Description of the task —
Continue the passage on the heavy gun's design and transport, starting right after its final sentence.

──────── Page extract

The gun was a conventional weapon for its time and other nations had similar weapons such as the Austro-Hungarian 24 cm Mörser M 98, German 28 cm Haubitze L/14 i.R. or the Russian 11-inch mortar M1877. The gun had a box trail carriage, a hydro-pnuematic recoil system, interrupted-screw breech with de Bange obturator, and used separate loading bagged propellant and projectiles. The gun had a crew of 12 men and fired a 205 kg high-explosive shell to a range of 10950 m. For transport the gun was dismantled into four loads, barrel, cradle, carriage and firing platform, and carried on 4 horse-drawn carts; but they were limited to barely above walking pace. Another downside was that it took considerable time to disassemble and reassemble the gun on site. A pit needed to be dug underneath the gun carriage for a steel box to accommodate the barrel's recoil at high angles of fire. While slow transport and setup weren't a problem when the front was static it became a problem late in the war once mobility had been restored.

────────────────
──────── Records shown

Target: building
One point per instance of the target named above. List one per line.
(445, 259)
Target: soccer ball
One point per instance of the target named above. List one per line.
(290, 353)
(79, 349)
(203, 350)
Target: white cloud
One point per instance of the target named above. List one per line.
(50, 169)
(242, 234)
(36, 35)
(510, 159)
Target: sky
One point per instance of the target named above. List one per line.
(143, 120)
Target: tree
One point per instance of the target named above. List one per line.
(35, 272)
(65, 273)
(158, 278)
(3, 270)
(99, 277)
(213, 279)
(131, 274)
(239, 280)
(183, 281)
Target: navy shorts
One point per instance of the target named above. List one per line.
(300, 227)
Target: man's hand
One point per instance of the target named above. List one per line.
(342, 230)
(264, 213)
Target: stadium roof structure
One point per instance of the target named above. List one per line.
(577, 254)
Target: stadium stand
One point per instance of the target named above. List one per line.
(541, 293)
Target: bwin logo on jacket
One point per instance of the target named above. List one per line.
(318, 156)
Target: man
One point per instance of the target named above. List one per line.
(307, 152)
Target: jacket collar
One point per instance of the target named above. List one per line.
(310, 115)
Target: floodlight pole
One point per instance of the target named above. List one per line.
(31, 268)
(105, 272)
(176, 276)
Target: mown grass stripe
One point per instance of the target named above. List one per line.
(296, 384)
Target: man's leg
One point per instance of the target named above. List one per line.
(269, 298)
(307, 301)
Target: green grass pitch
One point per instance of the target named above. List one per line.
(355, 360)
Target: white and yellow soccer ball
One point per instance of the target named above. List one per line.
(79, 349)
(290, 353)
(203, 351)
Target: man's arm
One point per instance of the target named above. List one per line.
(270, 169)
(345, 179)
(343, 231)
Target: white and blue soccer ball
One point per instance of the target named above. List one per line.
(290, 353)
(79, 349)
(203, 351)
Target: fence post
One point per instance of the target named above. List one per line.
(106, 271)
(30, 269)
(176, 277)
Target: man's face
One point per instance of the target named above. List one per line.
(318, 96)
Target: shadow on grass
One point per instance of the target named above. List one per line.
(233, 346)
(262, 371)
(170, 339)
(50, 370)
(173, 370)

────────────────

Response —
In order to address the problem of self-propelled artillery the French engineer, Colonel Émile Rimailho working for the St Chamond company during 1918 developed a complex but elegant solution consisting of two tracked vehicles. The first was an ammunition and crew carrier which was powered by a gasoline engine which drove the ammunition carrier and drove an electric generator which provided power to the electrically driven gun carrier via an electric cable. While on-road the ammunition carrier could tow the gun carrier via a tow bar, while off-road the tow bar could be unhooked and the gun carrier could move independently while attached by an electric cable.

Since the engine and generator were located on the ammunition carrier the gun carrier had a hollow center section so the gun could recoil below deck level and the gun could be mounted low on the chassis which improved stability. The recoil system for the gun consisted of a gun cradle which held the barrel and a slightly inclined firing platform with a hydro-gravity recoil system. When the gun fired the hydraulic buffers slowed the recoil of the cradle which slid up a set of inclined rails on the firing platform and then returned the gun to position by the combined action of the buffers and gravity. Since each track on the gun carrier had its own electric motor the two tracks could be moved independently so the vehicle could almost turn in place. For fine traverse movements a manual gearbox attached to the final drive was turned with a large wheel not unlike a ship's helm which turned the tracks. This system was used to mount a number of large guns of 120 mm, 155 mm, 194 mm, 220 mm, and 280 mm calibers although not all variants were produced and none became operational before the end of World War I.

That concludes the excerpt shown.